Set problem: Each entry must be given again exactly; images do not belong in the copy.

== == ==

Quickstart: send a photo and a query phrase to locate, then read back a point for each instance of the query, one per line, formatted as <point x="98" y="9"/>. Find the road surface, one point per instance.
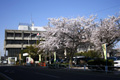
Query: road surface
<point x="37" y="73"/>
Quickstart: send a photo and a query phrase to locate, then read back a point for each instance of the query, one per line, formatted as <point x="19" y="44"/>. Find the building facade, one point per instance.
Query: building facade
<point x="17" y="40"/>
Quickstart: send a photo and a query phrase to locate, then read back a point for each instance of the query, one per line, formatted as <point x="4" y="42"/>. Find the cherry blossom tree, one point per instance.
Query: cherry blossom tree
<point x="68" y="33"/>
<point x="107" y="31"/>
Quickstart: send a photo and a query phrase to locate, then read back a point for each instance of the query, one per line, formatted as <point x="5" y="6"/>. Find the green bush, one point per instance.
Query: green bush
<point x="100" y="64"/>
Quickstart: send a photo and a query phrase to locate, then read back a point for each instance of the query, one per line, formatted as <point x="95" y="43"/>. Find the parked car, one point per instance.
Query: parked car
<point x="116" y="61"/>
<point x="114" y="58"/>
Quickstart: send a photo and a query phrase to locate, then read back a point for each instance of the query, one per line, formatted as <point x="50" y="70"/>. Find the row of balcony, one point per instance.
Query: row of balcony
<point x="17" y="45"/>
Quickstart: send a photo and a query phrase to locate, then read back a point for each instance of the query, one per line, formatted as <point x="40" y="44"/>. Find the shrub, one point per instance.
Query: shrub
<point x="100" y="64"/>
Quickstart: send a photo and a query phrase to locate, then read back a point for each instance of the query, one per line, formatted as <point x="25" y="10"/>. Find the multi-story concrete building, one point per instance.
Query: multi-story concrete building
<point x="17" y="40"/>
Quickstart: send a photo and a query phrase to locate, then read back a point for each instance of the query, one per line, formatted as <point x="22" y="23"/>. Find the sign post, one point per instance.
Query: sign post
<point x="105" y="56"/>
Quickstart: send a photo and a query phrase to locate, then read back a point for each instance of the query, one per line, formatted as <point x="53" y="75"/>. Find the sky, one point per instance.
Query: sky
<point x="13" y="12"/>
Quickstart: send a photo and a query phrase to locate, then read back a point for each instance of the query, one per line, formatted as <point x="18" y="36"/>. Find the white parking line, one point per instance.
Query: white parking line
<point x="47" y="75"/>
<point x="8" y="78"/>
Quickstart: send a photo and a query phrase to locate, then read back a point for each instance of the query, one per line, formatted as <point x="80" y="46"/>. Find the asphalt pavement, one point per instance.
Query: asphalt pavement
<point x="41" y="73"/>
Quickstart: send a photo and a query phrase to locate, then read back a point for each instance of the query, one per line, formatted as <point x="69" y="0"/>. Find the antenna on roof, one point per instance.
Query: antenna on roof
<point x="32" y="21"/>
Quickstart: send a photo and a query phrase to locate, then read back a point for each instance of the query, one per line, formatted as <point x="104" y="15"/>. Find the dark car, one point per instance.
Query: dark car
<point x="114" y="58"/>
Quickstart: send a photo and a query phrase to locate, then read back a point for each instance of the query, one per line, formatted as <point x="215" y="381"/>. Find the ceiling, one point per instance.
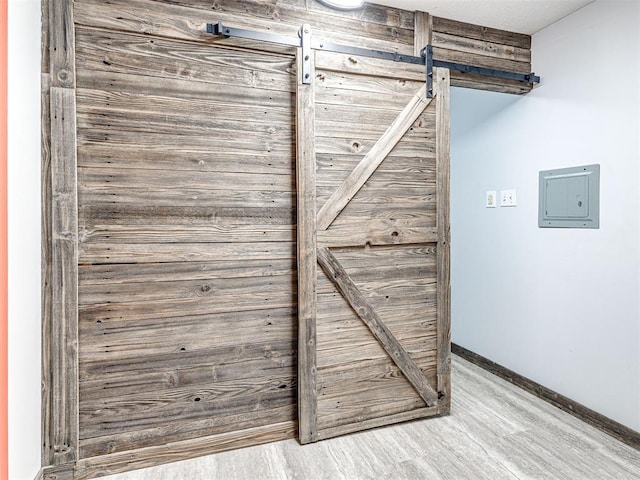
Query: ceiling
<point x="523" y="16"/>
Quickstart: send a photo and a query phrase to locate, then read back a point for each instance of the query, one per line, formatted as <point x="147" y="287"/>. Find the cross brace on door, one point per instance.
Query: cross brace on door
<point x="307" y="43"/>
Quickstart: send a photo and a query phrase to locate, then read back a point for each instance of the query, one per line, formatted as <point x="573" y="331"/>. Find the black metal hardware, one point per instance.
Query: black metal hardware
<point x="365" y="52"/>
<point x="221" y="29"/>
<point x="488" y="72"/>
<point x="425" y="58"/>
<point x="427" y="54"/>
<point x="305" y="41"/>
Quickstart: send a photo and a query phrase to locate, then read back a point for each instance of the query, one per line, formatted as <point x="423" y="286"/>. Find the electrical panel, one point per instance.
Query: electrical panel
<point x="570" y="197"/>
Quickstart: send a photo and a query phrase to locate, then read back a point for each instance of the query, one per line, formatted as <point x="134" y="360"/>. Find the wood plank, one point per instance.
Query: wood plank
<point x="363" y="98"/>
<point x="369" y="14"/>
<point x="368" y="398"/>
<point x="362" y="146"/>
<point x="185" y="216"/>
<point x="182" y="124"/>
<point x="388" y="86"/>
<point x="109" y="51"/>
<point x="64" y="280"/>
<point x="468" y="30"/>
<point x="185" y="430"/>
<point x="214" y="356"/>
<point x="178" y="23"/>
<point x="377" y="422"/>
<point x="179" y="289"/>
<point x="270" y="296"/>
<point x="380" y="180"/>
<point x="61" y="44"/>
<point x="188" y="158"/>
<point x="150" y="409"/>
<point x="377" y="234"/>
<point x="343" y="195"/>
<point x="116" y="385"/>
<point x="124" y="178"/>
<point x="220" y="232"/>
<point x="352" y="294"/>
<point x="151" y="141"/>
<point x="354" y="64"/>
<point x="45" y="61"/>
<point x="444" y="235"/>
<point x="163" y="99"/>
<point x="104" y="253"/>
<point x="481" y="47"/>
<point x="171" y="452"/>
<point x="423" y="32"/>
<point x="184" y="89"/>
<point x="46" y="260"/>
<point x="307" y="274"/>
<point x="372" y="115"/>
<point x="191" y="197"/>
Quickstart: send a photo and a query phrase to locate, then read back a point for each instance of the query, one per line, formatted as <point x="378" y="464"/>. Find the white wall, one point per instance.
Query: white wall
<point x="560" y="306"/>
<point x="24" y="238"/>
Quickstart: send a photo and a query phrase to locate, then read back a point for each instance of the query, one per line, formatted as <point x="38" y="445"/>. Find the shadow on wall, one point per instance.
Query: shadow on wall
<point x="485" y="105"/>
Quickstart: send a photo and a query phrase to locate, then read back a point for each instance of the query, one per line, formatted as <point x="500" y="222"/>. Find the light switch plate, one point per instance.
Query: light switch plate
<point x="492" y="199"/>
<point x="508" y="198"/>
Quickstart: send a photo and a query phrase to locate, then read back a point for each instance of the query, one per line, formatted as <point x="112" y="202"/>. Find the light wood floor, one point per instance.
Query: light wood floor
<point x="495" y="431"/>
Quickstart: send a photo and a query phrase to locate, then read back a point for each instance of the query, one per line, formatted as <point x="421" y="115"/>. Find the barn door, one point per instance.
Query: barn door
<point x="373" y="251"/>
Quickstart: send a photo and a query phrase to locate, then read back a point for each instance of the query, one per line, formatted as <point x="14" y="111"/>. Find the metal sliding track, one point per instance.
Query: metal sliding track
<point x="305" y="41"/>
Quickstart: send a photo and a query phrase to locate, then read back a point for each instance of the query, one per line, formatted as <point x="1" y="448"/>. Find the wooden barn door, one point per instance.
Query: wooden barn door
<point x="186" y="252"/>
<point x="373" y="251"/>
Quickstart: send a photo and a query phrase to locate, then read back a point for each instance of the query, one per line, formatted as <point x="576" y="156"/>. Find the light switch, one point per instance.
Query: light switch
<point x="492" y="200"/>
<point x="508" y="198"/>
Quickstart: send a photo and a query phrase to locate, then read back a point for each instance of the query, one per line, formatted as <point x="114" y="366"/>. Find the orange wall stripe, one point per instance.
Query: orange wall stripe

== == ==

Task response:
Quickstart: send a photo and a query phrase to locate, then read back a point for each instance of the query, one per line, formatted as <point x="98" y="9"/>. Find the road surface, one point per instance.
Query: road surface
<point x="37" y="73"/>
Quickstart: send a photo and a query phrase to locate, then read back a point for each instance of the query, one per line, formatted as <point x="19" y="44"/>. Find the building facade, one point per instance.
Query: building facade
<point x="17" y="40"/>
Quickstart: send a photo and a query phrase to locate, then read back a point for each instance of the query, one per line, formatted as <point x="4" y="42"/>. Find the cherry blossom tree, one point per instance.
Query: cherry blossom tree
<point x="68" y="33"/>
<point x="107" y="31"/>
Quickstart: send a photo and a query phrase to locate, then read back a point for each instance of the query, one per line, formatted as <point x="5" y="6"/>. Find the green bush, one point per instance.
Query: green bush
<point x="100" y="64"/>
Quickstart: send a photo and a query phrase to locate, then read back a point for each instance of the query, one per line, formatted as <point x="95" y="43"/>. Find the parked car, one point per instance.
Query: parked car
<point x="116" y="61"/>
<point x="114" y="58"/>
Quickstart: send a photo and a query phrase to locate, then read back a point for each instance of the query, one per line, formatted as <point x="50" y="70"/>. Find the row of balcony, one point per instance.
Query: row of balcony
<point x="17" y="45"/>
Quickstart: send a photo and a query phrase to locate, then read back a point for each instance of the query, one per line, formatted as <point x="40" y="44"/>. Find the shrub, one point per instance.
Query: shrub
<point x="100" y="64"/>
Quickstart: send a photo and a query phrase to locate, then read back a point for each instance of the query, one per line, formatted as <point x="25" y="10"/>. Find the multi-story concrete building, one point per instance.
Query: multi-story concrete building
<point x="17" y="40"/>
Quickstart: send a photo and a query phrase to locate, then read back a point for each instance of the query, one per line, formatted as <point x="22" y="23"/>. Find the sign post, one point per instance.
Query: sign post
<point x="105" y="56"/>
Quickstart: send a photo and a query phrase to locate, then read back a point for each instance of the query, one per line, formatted as <point x="53" y="75"/>. Find the sky, one point per instance.
Query: sky
<point x="13" y="12"/>
Quickstart: send a photo and a query phrase to locate, then read back a point for each instance of the query, one per line, formatted as <point x="18" y="36"/>. Find the white parking line, one point per instance.
Query: white parking line
<point x="47" y="75"/>
<point x="8" y="78"/>
Quickstart: send a photo and a query phrase to locate, then read back a point for each instance of the query, one per line, formatted as <point x="80" y="46"/>. Find the asphalt pavement, one point per instance.
Query: asphalt pavement
<point x="41" y="73"/>
Quickstart: send a photo and a query phrase to locate, then read back a point for each instance of the query, one per line, formatted as <point x="69" y="0"/>. Find the antenna on roof, one point per instance.
Query: antenna on roof
<point x="32" y="21"/>
Quickstart: send a photo and a query phrase to locate, then read back a point for each instance of the query, one per line, formatted as <point x="104" y="15"/>. Find the dark car, one point per instance.
Query: dark car
<point x="114" y="58"/>
Quickstart: send a photo and a query phrase to locate, then read back a point for each instance of the query, one per line, formatted as <point x="215" y="381"/>. Find the ceiling, one point per instance.
Query: ceiling
<point x="523" y="16"/>
Quickstart: send a photo and a query phrase to locate, then read back a point for each instance of the query, one per line, formatted as <point x="147" y="287"/>. Find the cross brace on door, one point per instance.
Query: cross brace on door
<point x="307" y="43"/>
Quickstart: send a photo and a query phrase to locate, then read back a point for each instance of the query, one per line, formatted as <point x="573" y="331"/>. Find the black metal hardware, one point per instance.
Query: black metal hardware
<point x="365" y="52"/>
<point x="221" y="29"/>
<point x="488" y="72"/>
<point x="425" y="58"/>
<point x="427" y="54"/>
<point x="305" y="41"/>
Quickstart: send a photo and a query phrase to locate, then read back a point for each instance of the query, one per line, formatted as <point x="423" y="286"/>. Find the electrical panel, one point per instance.
Query: electrical panel
<point x="570" y="197"/>
Quickstart: send a photo and a query phrase to locate, then read back a point for each instance of the query, one per line, formatted as <point x="134" y="360"/>. Find the wood plank, one point per instance.
Query: wood plank
<point x="363" y="98"/>
<point x="369" y="14"/>
<point x="368" y="398"/>
<point x="362" y="146"/>
<point x="185" y="216"/>
<point x="182" y="124"/>
<point x="388" y="86"/>
<point x="109" y="51"/>
<point x="64" y="280"/>
<point x="468" y="30"/>
<point x="185" y="430"/>
<point x="214" y="356"/>
<point x="178" y="23"/>
<point x="377" y="422"/>
<point x="179" y="289"/>
<point x="270" y="296"/>
<point x="380" y="180"/>
<point x="61" y="44"/>
<point x="188" y="158"/>
<point x="150" y="409"/>
<point x="377" y="234"/>
<point x="343" y="195"/>
<point x="116" y="385"/>
<point x="124" y="178"/>
<point x="220" y="232"/>
<point x="352" y="294"/>
<point x="151" y="141"/>
<point x="354" y="64"/>
<point x="45" y="61"/>
<point x="444" y="235"/>
<point x="163" y="99"/>
<point x="104" y="253"/>
<point x="481" y="47"/>
<point x="171" y="452"/>
<point x="423" y="32"/>
<point x="184" y="89"/>
<point x="46" y="260"/>
<point x="307" y="274"/>
<point x="372" y="115"/>
<point x="191" y="197"/>
Quickstart: send a photo and a query phrase to locate, then read back a point for each instance of the query, one per line, formatted as <point x="378" y="464"/>. Find the white wall, one point per instance.
Query: white wall
<point x="560" y="306"/>
<point x="24" y="238"/>
Quickstart: send a photo and a query phrase to locate, then read back a point for each instance of the query, one per line, formatted as <point x="38" y="445"/>. Find the shadow on wall, one point per instance.
Query: shadow on wall
<point x="485" y="105"/>
Quickstart: send a photo and a query phrase to locate, then read back a point for each instance of the query, one per line, formatted as <point x="500" y="222"/>. Find the light switch plate, one point per instance.
Query: light switch plate
<point x="492" y="199"/>
<point x="508" y="198"/>
Quickstart: send a photo and a query phrase to locate, then read back a point for each instance of the query, one per line, formatted as <point x="112" y="202"/>. Find the light wood floor, one point per instance.
Query: light wood floor
<point x="495" y="431"/>
Quickstart: send a photo and a query phrase to locate, then read back a point for each instance of the query, one per line, formatted as <point x="421" y="115"/>. Find the barn door, one point per instance.
Query: barn door
<point x="373" y="251"/>
Quickstart: send a photo and a query phrase to locate, then read back a point for each instance of the query, one per line, formatted as <point x="14" y="111"/>. Find the metal sliding track, one point per instance.
Query: metal sliding track
<point x="305" y="41"/>
Quickstart: send a photo and a query phrase to locate, then read back a point for each instance of the query, one per line, formatted as <point x="1" y="448"/>. Find the wooden barn door, one point per instance.
Query: wooden barn door
<point x="186" y="252"/>
<point x="373" y="251"/>
Quickstart: send a photo and a query phrase to locate, then read back a point for each instance of the query, one per line, formatted as <point x="576" y="156"/>. Find the light switch, one point per instance.
Query: light switch
<point x="492" y="200"/>
<point x="508" y="198"/>
Quickstart: send a photo and a query phrase to locate, then read back a point for each instance of the query, one per line, formatted as <point x="114" y="366"/>. Find the orange wall stripe, one point per instance.
Query: orange wall stripe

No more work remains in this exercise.